#### What is required:
Copy word for word the lines of the records below, starting with the line that contains "For the scouting tally, point out every instance of the pink" and going on through the final line of the records.

#### Data for this exercise:

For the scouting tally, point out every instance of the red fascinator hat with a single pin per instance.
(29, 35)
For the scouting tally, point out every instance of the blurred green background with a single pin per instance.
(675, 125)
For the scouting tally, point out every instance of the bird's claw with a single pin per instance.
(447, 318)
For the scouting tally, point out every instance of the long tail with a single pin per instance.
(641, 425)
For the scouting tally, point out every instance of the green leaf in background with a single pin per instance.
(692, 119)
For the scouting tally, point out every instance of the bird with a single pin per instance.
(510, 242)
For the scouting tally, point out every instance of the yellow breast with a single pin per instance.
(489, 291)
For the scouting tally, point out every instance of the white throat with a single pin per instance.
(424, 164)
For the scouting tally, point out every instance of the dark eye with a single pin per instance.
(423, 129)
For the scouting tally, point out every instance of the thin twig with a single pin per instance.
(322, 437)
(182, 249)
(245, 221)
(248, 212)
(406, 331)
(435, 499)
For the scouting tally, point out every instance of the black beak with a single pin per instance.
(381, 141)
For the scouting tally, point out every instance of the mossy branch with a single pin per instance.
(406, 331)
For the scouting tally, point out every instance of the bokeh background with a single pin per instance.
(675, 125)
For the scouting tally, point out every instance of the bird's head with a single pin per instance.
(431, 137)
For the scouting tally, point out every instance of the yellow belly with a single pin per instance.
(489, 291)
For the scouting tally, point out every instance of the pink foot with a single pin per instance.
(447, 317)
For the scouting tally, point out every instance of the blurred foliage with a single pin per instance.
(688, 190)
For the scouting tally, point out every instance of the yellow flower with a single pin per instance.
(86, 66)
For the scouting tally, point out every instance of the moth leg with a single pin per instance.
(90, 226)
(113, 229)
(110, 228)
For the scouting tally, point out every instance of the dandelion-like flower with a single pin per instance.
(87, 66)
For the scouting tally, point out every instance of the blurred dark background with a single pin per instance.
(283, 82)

#### Finished exercise:
For the scouting tally, point out every instance of the pink foot with a single pin per instance.
(447, 317)
For the scouting tally, point out every instance of the blurred foliage with a single pin per instance.
(688, 190)
For the scouting tally, point out every instance of the yellow flower with a single pin per instance.
(86, 66)
For the scouting tally, point out every instance of the moth leg with a single pin per instance.
(90, 226)
(113, 229)
(110, 228)
For the scouting tally, point out every instance of the dandelion-like flower with a single pin per instance.
(87, 66)
For the scouting tally, point out every instance of the blurred dark background with a single pin per instance.
(283, 82)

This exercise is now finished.